Turnabout is Fair Play: Bear Stearns’ Subprime Fund Trouble

The Wall Street Journal is reporting that a troubled Bear Stearns’ hedge fund, the High-Grade Structured Credit Strategies Enhanced Leverage Fund, has received an extra day from investors to secure “bailout” funding (subscription req’d) intended to keep the fund afloat and prevent it from falling victim to margin calls. The highly-leveraged fund in question invested heavily in the subprime bond market — only $600 million of the fund represents Bear Stearns financial interests, while more than $6 billion was provided by various other Wall Street firms, including Merrill Lynch. The Journal reports that, among other courses of action, Bear is proposing to capitalize the fund with $1.5 billion in new loans, which of course would substantially increase its own exposure to the troubled fund — ostensibly dragging down future earnings in the process. But here’s where the story gets really twisted for me:

The fund used a big chunk of capital to bet the subprime market would fall, said a person with knowledge of the fund’s workings, and was performing well until a popular index used to track subprime-backed securities began to rise in March.

Provided information:
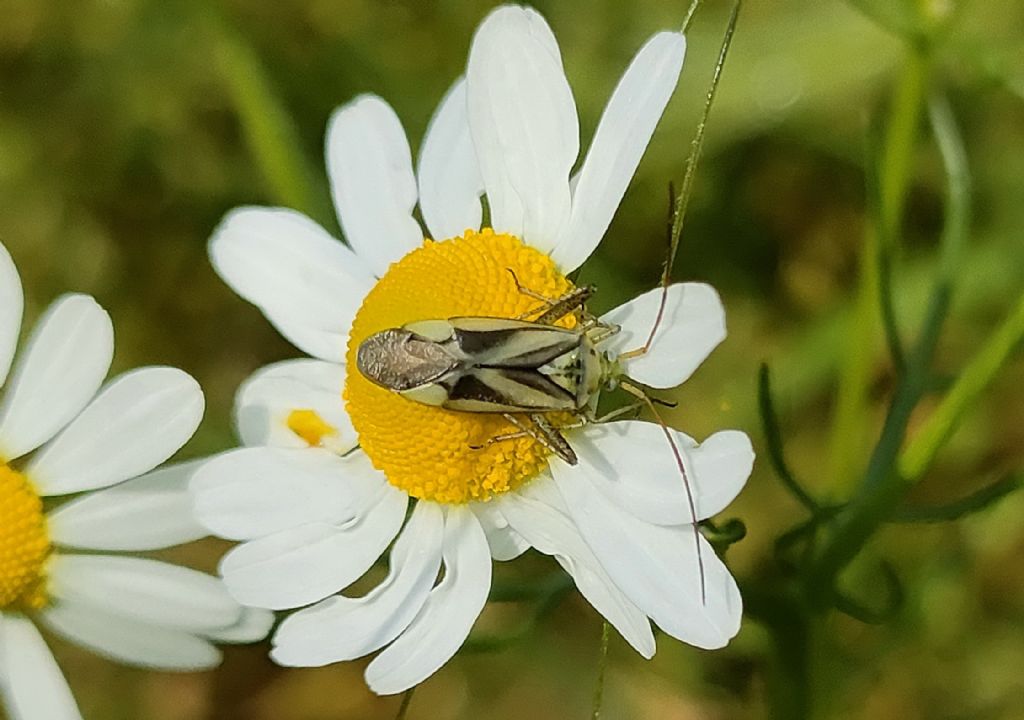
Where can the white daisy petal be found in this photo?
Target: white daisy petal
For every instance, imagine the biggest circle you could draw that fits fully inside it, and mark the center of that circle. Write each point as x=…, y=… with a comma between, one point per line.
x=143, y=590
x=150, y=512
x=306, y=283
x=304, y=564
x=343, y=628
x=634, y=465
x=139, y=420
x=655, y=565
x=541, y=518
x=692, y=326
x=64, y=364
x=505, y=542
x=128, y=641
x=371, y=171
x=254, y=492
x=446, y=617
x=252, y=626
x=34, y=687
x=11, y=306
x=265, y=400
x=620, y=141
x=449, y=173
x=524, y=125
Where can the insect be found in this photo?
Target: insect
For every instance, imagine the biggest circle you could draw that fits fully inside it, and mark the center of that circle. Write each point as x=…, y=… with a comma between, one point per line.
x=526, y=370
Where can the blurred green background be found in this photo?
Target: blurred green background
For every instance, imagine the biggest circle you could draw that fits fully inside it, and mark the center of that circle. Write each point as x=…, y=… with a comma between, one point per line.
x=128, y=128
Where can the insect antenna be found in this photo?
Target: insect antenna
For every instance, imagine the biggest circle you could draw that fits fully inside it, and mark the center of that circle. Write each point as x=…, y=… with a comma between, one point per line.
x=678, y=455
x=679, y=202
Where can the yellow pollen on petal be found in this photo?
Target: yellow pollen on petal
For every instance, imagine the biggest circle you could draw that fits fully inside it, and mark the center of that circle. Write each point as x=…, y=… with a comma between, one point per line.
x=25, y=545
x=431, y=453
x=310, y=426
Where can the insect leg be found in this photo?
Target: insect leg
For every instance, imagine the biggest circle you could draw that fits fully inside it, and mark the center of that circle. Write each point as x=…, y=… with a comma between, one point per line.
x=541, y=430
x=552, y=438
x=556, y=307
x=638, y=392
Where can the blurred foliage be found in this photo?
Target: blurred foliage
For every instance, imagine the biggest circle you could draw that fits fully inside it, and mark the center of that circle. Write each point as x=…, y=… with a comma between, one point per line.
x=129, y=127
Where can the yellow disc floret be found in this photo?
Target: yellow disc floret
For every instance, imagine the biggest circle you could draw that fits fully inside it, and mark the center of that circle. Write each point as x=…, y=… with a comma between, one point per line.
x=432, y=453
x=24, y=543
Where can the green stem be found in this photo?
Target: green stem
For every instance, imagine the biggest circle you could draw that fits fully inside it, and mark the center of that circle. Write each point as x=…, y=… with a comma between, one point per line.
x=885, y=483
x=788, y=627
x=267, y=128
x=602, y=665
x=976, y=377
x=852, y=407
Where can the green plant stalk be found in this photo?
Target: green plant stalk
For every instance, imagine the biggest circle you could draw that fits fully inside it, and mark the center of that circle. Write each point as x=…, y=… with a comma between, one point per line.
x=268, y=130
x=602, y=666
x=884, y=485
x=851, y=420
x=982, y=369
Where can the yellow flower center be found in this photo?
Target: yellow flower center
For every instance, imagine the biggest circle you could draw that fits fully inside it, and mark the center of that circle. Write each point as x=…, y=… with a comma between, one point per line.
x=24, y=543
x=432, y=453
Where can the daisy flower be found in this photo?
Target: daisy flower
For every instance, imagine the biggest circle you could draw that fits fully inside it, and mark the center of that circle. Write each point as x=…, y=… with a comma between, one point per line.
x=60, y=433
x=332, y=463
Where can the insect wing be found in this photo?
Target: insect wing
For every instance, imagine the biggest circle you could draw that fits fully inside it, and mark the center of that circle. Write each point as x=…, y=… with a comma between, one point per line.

Requirement:
Resume the article about the troubled Bear Stearns subprime hedge fund, picking up right after its final sentence.

Response:
Say what? Isn’t Bear Stearns in the middle of a fight with John Paulson, who is alleging that the company engaged in a loan modification strategy designed largely to prop up CDO trading values? The WSJ suggests here, however, that investor losses on the High-Grade Structured Credit Strategies Enhanced Leverage Fund were due to the ABX staying afloat — the very thing that has Paulson slinging arrows at the investment bank. Color me confused. Is Bear Stearns long or short on the subprime market? Or, more likely, hopelessly hedged in both directions?